Three lessons I learned about how not to handle digital fights in sports

Some years ago, when two of my furry best friends were alive, they had a moment of estrangement. Unfortunately, they got into a serious fight Rita went for Nala’s throat. I jumped in an tried to stop them. They ignored me. When I actively intervened, they attacked me. I don’t remember how I succeeded in separating them – probably water. They hated water. I was wearing white loose pants. They were red with blood in half an hour and I had bite wounds on my forearm and hands. The same happened to my brother, who owns peaceful Labradors. One day they got into an argument and Mauro, my brother, tried to separate them. He ended up with stitches on his hands. The dogs are fine.

Powerlifting and sports fights in general are not that different, I learned. There are three elements in the fight that we simply can’t control:

  • The level of anger of each contender at the moment
  • Their previous history
  • The high number of people who actually want to watch the fight

I am one of those people who firmly believes there is nothing to be gained in digital fights. There is no learning, not establishment of credibility, not even an outlet for stress: most people I talked to became much more worked up and developed stress symptoms after expressing their anger.

I also do not believe a hostile environment drives more people to watch meets when two contenders that have engaged in hostility are lifting. We recently had the case of Jimmy Pacifico and Chris Papillion. I believe what made people watch the flight they were on was the quality of their lifting, not the fight. They are both very good athletes. It is a pleasure to watch such great lifters.

So, according to my beliefs, which you are free to openly disagree, I tried to intervene in fights in order to stop them.

I failed a 100% of the times in which I was not the moderator and, therefore, did not have the real power to delete hostile arguments. I succeeded a 100% of the times I was the moderator.

**********

- ASSIGNED TASK A
Update the part of the essay on digital fights in sports that opens with the words containing "Powerlifting and sports" and closes with "expressing their anger.", putting "competitor" in place of "contender".
- ASSIGNED TASK B
Take the essay on digital fights in sports further, beginning right after its last sentence.
The data after the essay is separate material with no connection to it.

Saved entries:

**********

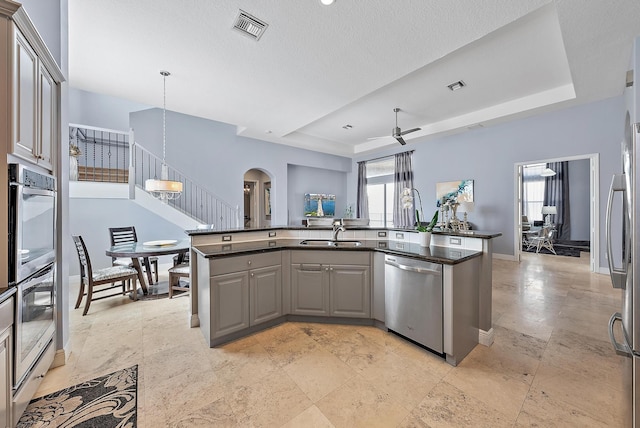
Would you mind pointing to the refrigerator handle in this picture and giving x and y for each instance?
(618, 275)
(620, 348)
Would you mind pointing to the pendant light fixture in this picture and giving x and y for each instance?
(547, 172)
(164, 189)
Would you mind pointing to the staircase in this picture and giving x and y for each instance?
(108, 156)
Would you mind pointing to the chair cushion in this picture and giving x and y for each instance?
(113, 272)
(180, 269)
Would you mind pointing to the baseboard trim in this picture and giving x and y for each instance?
(486, 337)
(508, 257)
(60, 358)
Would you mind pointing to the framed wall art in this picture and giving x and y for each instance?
(319, 205)
(454, 191)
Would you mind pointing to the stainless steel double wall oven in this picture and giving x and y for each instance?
(32, 226)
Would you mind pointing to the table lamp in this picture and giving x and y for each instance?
(548, 210)
(466, 207)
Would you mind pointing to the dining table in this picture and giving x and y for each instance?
(137, 250)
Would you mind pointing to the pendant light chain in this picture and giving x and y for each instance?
(164, 116)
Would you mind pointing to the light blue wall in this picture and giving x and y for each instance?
(488, 156)
(215, 157)
(101, 111)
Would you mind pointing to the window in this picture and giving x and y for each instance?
(380, 191)
(533, 191)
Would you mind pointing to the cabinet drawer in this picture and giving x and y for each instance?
(331, 257)
(246, 262)
(6, 314)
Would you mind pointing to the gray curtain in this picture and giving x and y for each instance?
(403, 177)
(362, 205)
(556, 193)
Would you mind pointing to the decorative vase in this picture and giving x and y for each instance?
(424, 238)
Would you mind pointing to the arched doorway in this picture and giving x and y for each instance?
(257, 198)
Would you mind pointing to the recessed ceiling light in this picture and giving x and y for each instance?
(457, 85)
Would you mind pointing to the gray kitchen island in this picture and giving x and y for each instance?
(247, 280)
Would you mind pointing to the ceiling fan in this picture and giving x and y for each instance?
(396, 132)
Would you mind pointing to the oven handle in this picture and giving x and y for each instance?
(31, 281)
(26, 190)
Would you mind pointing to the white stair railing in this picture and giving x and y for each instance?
(113, 156)
(195, 201)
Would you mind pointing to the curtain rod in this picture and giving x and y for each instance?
(388, 156)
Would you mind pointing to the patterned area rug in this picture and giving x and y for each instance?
(107, 401)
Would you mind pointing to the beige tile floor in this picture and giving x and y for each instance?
(551, 363)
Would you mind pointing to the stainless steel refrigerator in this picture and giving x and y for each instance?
(623, 246)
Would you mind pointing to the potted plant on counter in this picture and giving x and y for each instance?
(424, 232)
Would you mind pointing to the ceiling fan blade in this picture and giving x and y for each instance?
(410, 130)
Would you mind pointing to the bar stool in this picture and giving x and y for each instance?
(175, 273)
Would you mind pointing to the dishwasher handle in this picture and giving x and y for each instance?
(412, 268)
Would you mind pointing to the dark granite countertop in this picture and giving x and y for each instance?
(443, 255)
(5, 293)
(470, 233)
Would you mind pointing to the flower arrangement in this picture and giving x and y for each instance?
(407, 202)
(74, 150)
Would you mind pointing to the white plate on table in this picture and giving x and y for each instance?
(160, 243)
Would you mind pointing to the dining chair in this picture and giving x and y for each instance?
(126, 235)
(543, 240)
(175, 273)
(94, 280)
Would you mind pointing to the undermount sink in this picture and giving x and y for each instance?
(330, 243)
(347, 243)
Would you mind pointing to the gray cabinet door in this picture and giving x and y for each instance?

**********

- TASK OUTPUT A
Powerlifting and sports fights in general are not that different, I learned. There are three elements in the fight that we simply can’t control:

  • The level of anger of each competitor at the moment
  • Their previous history
  • The high number of people who actually want to watch the fight

I am one of those people who firmly believes there is nothing to be gained in digital fights. There is no learning, not establishment of credibility, not even an outlet for stress: most people I talked to became much more worked up and developed stress symptoms after expressing their anger.

- TASK OUTPUT B
These are some of the lessons I learned (but I still commit some of the mistakes):


  1. All digital fights involve a subtext, the assumption of a subtext or a context (or all of them)
    1. * A subtext. This is the most benign form of manifestation. Example:

= “This is the video, now from all the angles to leave no doubt as to depth” (subtext: “because before there were a bunch of people fucking with me because of depth”)

  1. * A presumed subtext. This is worse. It is an assumption that even a completely literal question has a subtext. Example:

= “Where was this meet?” Presumed subtext: “I want to know all about the meet to tear the lifter down

  1. * Context: this is the worst of all situations and usually leads to ugly exchanges of insults. The people involved have been previously involved in many digital or even presencial fights and whatever is said or posted by one will be attacked by others. Anything can be an example: from a video to an update about his recovery from an injury

That said, a good moderator will cut sarcasm by exposing all subtext, presumed subtext and context and then delete hostile comments. Educate and punish – no other way. Good moderation implies having no problems with banning people. It improves the quality of the group, produces fear in the slightly sick and gets rid of the weed.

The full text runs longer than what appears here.